[SOURCE DATA]

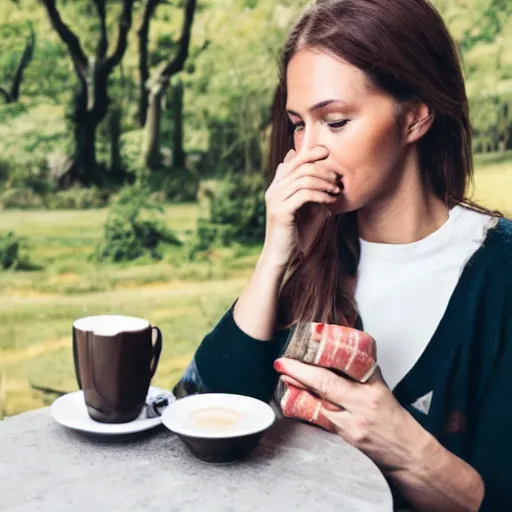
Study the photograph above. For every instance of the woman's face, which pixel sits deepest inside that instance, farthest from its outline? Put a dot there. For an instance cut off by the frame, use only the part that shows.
(331, 103)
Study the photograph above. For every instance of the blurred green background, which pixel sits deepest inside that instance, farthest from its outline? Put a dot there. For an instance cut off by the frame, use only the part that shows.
(133, 140)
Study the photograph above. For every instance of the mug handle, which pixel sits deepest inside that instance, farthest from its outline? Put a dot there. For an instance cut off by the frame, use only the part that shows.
(157, 350)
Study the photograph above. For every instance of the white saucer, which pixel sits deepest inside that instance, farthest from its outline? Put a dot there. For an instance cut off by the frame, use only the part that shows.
(70, 411)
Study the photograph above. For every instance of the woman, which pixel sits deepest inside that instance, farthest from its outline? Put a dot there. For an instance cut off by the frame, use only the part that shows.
(369, 226)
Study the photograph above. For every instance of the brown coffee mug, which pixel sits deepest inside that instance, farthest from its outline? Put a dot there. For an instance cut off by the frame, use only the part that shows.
(115, 360)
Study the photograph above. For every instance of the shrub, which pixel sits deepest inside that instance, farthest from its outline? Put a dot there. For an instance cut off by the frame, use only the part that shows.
(173, 184)
(20, 198)
(134, 229)
(77, 198)
(236, 213)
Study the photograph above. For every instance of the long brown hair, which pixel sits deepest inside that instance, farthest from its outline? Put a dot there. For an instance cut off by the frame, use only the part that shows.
(404, 48)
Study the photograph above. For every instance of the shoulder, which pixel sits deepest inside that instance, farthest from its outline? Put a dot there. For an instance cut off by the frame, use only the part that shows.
(498, 241)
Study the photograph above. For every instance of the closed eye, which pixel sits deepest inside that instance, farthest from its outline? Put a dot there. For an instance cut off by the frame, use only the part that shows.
(295, 127)
(338, 124)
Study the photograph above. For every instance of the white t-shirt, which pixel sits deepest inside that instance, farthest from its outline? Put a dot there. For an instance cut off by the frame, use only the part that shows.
(403, 289)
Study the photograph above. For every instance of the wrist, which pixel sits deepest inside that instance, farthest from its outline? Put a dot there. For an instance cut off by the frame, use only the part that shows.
(272, 262)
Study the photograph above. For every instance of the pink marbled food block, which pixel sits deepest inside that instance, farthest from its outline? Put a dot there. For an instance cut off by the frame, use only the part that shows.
(298, 403)
(350, 351)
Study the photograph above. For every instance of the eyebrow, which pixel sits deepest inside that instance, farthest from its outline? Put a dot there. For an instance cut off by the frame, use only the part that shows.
(316, 106)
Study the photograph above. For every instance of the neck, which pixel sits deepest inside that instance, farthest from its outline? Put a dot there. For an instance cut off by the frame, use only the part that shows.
(406, 214)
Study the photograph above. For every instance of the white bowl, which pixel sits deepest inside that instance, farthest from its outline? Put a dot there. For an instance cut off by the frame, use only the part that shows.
(219, 427)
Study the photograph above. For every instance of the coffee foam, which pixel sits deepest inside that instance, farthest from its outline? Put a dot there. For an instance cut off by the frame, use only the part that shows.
(219, 418)
(110, 325)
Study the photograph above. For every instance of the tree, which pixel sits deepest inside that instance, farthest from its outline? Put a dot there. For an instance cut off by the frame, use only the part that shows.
(12, 95)
(152, 90)
(91, 100)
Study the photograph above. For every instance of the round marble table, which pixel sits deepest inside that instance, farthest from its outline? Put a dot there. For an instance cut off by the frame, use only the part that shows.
(45, 467)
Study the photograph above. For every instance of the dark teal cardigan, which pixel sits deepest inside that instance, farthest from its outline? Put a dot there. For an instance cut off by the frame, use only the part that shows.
(467, 366)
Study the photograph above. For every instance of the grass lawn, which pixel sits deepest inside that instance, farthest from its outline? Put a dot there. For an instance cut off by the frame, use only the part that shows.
(185, 299)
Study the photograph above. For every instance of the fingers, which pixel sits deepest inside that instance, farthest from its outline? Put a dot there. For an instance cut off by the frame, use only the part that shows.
(300, 404)
(310, 183)
(293, 160)
(304, 196)
(290, 156)
(324, 383)
(348, 350)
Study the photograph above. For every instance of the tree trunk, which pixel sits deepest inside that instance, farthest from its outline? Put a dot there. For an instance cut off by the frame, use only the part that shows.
(178, 154)
(89, 109)
(13, 95)
(114, 130)
(92, 101)
(153, 156)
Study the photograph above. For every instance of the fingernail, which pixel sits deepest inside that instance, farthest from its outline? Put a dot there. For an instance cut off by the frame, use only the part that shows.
(278, 365)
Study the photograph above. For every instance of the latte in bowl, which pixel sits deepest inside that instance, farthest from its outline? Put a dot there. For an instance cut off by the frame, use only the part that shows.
(219, 428)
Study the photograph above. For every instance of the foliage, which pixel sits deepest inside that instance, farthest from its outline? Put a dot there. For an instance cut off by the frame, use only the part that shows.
(133, 228)
(9, 250)
(236, 213)
(77, 198)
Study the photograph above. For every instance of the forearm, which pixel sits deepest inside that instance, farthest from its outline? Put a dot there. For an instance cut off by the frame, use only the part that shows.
(438, 480)
(256, 307)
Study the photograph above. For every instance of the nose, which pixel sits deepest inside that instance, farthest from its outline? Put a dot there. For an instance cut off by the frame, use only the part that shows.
(308, 139)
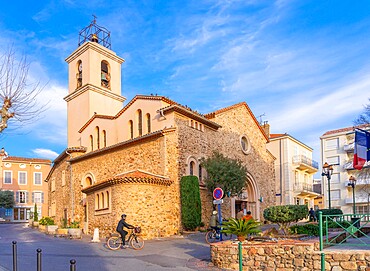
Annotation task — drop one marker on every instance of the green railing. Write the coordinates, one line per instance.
(350, 229)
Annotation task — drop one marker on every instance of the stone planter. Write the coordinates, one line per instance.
(75, 233)
(51, 229)
(62, 232)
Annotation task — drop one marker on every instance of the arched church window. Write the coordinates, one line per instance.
(79, 74)
(192, 166)
(97, 137)
(140, 122)
(131, 126)
(105, 75)
(104, 138)
(148, 124)
(91, 142)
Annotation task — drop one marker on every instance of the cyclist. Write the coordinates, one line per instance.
(120, 228)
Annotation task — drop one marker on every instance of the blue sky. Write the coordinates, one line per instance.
(303, 65)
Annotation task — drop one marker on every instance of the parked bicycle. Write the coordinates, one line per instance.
(134, 240)
(214, 235)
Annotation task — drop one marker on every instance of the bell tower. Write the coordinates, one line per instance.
(94, 76)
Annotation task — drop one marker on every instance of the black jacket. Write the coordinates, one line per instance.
(122, 223)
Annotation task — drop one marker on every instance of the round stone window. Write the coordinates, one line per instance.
(245, 144)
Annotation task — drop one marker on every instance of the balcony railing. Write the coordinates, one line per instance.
(305, 163)
(303, 187)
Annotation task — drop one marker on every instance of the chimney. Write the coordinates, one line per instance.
(266, 128)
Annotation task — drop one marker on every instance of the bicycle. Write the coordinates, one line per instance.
(134, 240)
(214, 235)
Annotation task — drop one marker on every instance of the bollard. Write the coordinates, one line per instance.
(73, 265)
(15, 256)
(38, 259)
(240, 256)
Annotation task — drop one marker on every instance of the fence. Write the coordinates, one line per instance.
(39, 257)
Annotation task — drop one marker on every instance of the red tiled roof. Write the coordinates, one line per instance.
(213, 114)
(347, 129)
(131, 177)
(24, 159)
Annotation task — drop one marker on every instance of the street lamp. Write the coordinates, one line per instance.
(327, 170)
(352, 183)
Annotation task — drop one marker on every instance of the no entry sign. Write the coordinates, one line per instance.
(218, 193)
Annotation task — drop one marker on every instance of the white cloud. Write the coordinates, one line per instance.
(45, 153)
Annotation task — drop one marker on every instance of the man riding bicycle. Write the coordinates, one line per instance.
(120, 228)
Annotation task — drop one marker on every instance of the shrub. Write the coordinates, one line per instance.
(241, 227)
(191, 208)
(46, 220)
(309, 229)
(284, 215)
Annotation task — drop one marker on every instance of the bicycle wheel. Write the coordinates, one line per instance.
(114, 243)
(211, 237)
(137, 242)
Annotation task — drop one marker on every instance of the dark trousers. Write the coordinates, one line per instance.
(123, 235)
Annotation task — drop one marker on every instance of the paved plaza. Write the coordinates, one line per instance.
(188, 252)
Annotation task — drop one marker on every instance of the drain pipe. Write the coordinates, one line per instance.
(71, 187)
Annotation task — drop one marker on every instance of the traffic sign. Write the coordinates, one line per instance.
(218, 193)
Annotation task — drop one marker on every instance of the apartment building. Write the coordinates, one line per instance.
(337, 149)
(25, 177)
(294, 170)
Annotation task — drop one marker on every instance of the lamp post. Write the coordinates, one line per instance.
(352, 183)
(327, 170)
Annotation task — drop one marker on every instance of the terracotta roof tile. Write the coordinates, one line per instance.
(347, 129)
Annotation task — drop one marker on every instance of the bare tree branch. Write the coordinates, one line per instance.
(19, 99)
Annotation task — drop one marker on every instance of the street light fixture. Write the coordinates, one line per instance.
(327, 170)
(352, 183)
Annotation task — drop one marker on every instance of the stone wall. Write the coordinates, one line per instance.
(287, 256)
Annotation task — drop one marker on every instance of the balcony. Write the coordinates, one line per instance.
(349, 147)
(306, 164)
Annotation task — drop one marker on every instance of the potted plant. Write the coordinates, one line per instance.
(74, 229)
(49, 224)
(35, 222)
(241, 228)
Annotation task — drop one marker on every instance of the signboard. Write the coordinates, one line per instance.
(218, 193)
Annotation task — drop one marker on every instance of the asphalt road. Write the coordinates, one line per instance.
(174, 253)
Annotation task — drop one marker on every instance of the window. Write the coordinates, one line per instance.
(37, 178)
(331, 144)
(131, 126)
(8, 177)
(104, 138)
(97, 137)
(334, 160)
(38, 197)
(335, 194)
(245, 144)
(91, 142)
(140, 122)
(22, 178)
(148, 124)
(21, 196)
(105, 75)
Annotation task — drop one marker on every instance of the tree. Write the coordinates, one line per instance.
(224, 172)
(7, 199)
(17, 96)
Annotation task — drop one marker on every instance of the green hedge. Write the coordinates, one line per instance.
(283, 215)
(191, 208)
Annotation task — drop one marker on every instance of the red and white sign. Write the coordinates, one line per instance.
(218, 193)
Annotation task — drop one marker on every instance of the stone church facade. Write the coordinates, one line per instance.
(130, 159)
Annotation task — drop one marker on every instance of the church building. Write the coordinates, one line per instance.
(129, 158)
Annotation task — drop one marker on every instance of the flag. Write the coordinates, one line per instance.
(362, 149)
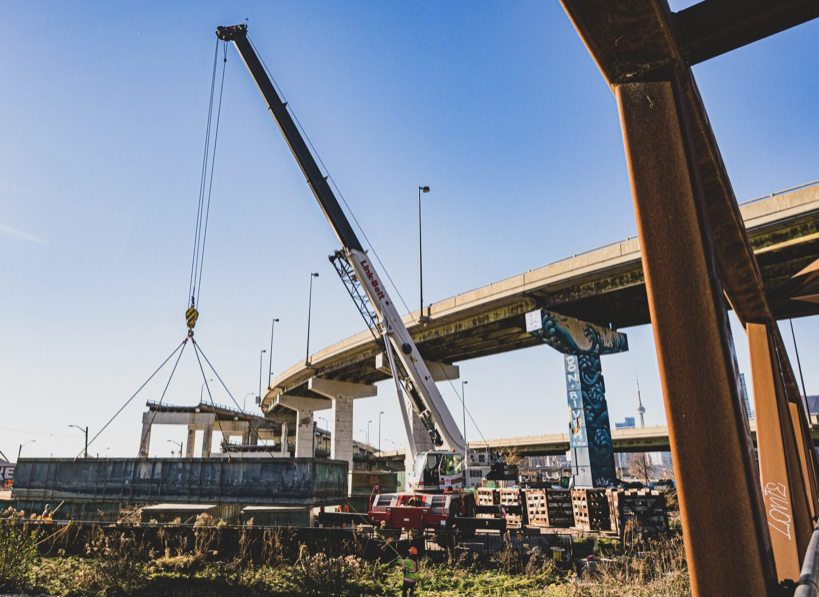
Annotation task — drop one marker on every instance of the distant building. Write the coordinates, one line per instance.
(628, 423)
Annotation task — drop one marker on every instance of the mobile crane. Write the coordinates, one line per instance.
(452, 465)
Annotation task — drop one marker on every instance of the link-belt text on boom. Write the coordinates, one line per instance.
(371, 278)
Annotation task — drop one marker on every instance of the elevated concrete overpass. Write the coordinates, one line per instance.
(641, 439)
(605, 286)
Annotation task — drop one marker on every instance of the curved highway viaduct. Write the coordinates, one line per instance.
(605, 286)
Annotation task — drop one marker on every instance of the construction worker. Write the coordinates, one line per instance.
(409, 566)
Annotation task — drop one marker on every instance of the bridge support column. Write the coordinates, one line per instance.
(190, 446)
(304, 434)
(717, 481)
(207, 440)
(284, 447)
(582, 344)
(145, 437)
(304, 407)
(783, 484)
(342, 394)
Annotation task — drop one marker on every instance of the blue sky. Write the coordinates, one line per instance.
(497, 107)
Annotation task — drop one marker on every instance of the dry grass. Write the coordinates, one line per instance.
(114, 563)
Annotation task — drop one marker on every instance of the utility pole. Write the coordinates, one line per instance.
(422, 317)
(379, 430)
(84, 430)
(270, 356)
(309, 313)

[/SOURCE DATA]

REQUIREMENT
Output exactly the lines above, from the one holding "pole. Write the coordinates, one line per instance." through the end of the data, including the first and last.

TASK OUTPUT
Annotation task — drop one marker on every instance of the utility pole. Write the coordinates, one line per instance.
(422, 317)
(379, 430)
(84, 430)
(270, 356)
(309, 313)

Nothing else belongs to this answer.